Exercise details: Nothing but an exact copy is wanted here: the line with "# emit one self-closing" and all the lines that follow it in the entries below.

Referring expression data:
-*-*-

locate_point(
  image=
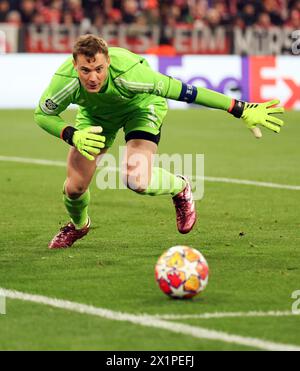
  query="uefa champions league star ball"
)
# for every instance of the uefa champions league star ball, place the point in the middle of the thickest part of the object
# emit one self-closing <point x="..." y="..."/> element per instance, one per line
<point x="182" y="272"/>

-*-*-

Your solution:
# emit one self-closing <point x="..." y="..."/> element per instance, one per line
<point x="182" y="272"/>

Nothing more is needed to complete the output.